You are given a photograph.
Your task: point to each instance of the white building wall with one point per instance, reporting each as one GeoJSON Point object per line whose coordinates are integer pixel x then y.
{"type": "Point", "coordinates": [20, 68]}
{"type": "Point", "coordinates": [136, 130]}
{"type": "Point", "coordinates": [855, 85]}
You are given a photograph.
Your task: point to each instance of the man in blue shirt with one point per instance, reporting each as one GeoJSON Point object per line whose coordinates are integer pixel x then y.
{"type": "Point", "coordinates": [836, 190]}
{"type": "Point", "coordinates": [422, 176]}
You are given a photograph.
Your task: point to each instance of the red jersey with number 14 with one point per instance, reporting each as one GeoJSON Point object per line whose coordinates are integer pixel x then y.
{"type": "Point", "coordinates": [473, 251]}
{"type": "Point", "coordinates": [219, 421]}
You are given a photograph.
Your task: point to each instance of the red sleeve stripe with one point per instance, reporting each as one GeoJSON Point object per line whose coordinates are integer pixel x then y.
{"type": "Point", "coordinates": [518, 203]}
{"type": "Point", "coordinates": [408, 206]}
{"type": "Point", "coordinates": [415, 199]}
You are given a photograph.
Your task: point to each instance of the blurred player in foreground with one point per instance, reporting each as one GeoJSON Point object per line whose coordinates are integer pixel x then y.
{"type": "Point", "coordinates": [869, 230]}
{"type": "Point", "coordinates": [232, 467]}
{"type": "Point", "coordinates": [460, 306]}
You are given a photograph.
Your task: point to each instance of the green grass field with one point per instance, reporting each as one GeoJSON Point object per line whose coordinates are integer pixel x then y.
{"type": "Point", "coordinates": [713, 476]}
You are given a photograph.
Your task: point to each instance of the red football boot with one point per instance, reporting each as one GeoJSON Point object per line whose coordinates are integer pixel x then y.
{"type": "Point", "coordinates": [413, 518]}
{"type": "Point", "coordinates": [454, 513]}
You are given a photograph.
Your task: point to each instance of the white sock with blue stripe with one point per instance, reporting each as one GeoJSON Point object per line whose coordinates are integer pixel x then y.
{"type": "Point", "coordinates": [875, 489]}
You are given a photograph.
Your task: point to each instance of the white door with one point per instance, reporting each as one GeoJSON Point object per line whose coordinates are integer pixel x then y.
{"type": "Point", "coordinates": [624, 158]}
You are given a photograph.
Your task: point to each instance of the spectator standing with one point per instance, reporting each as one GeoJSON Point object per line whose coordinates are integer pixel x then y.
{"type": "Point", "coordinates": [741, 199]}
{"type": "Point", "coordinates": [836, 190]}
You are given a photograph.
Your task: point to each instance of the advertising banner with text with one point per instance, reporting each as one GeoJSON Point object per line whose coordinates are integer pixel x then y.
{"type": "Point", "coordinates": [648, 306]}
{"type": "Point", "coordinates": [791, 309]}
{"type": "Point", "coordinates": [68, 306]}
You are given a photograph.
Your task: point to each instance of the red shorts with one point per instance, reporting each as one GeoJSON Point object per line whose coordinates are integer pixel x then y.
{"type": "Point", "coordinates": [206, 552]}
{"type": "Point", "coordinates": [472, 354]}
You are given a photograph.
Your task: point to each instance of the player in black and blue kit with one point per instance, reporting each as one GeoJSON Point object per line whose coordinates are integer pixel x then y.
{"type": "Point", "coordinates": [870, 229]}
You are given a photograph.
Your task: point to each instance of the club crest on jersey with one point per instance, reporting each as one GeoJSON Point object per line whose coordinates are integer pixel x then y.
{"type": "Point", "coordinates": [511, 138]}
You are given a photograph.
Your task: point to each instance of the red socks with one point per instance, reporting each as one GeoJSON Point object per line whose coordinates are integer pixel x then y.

════

- **Written task**: Copy out each record from above, exactly.

- **Exercise result**:
You are given a photograph.
Your task: point to each instance of the white building wall with one point per instance, reporting each as one GeoJSON Point object per line whose coordinates are integer pixel x then y.
{"type": "Point", "coordinates": [20, 68]}
{"type": "Point", "coordinates": [136, 130]}
{"type": "Point", "coordinates": [855, 85]}
You are given a photograph.
Your task: point to each instance of the man in blue shirt with one point per instance, reporting each as one GeoJSON Point object per line whose coordinates are integer pixel x then y.
{"type": "Point", "coordinates": [836, 190]}
{"type": "Point", "coordinates": [422, 176]}
You are given a photograph.
Your task: point to each instance of the red jersey with number 14 with one point per instance, reporting each as one GeoJSON Point object per line whose coordinates are integer pixel x then y.
{"type": "Point", "coordinates": [473, 251]}
{"type": "Point", "coordinates": [219, 421]}
You are given a photograph.
Your task: point to each instance of the red sleeve stripe with one point per instance, reporting each as one GeoJSON Point object per line whose coordinates are integer pixel x then y.
{"type": "Point", "coordinates": [518, 203]}
{"type": "Point", "coordinates": [408, 206]}
{"type": "Point", "coordinates": [415, 199]}
You are given a photograph.
Your task: point to each instance of the blurred player in foreground with one point per instance, reporting each as one GeoJSON Point object per line whose coordinates are integer pixel x then y.
{"type": "Point", "coordinates": [869, 230]}
{"type": "Point", "coordinates": [232, 467]}
{"type": "Point", "coordinates": [460, 306]}
You are given a photograph.
Your task: point to each instance of the green grass field with one point per instance, reporting each as one GeoJSON Point object per line whose coordinates are integer pixel x then y.
{"type": "Point", "coordinates": [713, 476]}
You are given a photograph.
Your task: point to each instance of the red football boot with one point per instance, reporting each as one GeoJSON Point object per line whose coordinates are integer pixel x then y.
{"type": "Point", "coordinates": [413, 518]}
{"type": "Point", "coordinates": [454, 513]}
You are given a photograph.
Your task: point to each instance of the white sock with blue stripe with one point per instance, reporting each as one GeoJSON Point object per line whose coordinates are integer pixel x then y.
{"type": "Point", "coordinates": [875, 489]}
You are given a photograph.
Your task: point to each instance of the white door with one point per instance, reporting each as one GeoJSON Point object per line whose coordinates are integer pixel x then y.
{"type": "Point", "coordinates": [624, 158]}
You are given a photograph.
Your task: point to each instance of the spectator standing with one point per instance, reporting each as one GeoJSON Point object per line whose coordinates are integer pixel x then y.
{"type": "Point", "coordinates": [741, 199]}
{"type": "Point", "coordinates": [836, 190]}
You are given a photograph.
Your task: point to each instance of the advertising banner with text with one point per instance, reporting each as one GeoJSON Point object per line whose coordinates are integer pixel x then y.
{"type": "Point", "coordinates": [648, 306]}
{"type": "Point", "coordinates": [791, 309]}
{"type": "Point", "coordinates": [68, 306]}
You are given a photograph.
Your task: point to each instance of the red shorts with one point per instance, reporting each as one GeoJSON Point object per line whose coordinates are integer pixel x then y.
{"type": "Point", "coordinates": [206, 552]}
{"type": "Point", "coordinates": [472, 354]}
You are given a photograph.
Your task: point to each instance of the player in black and blue kit with one point per instance, reporting each as one GeoJSON Point object per line whose coordinates are integer pixel x then y.
{"type": "Point", "coordinates": [870, 229]}
You are given a photograph.
Your task: point to each instance of the club crest on jersey with one point per instance, reporting each as one GeoJSON Point object per line whose coordinates are integer pixel x then y.
{"type": "Point", "coordinates": [511, 138]}
You are given a photograph.
Your task: point to each instance of the red socks with one point per instance, reporting each as one GeoJSON Point object per line whose coordinates are integer pixel x then y.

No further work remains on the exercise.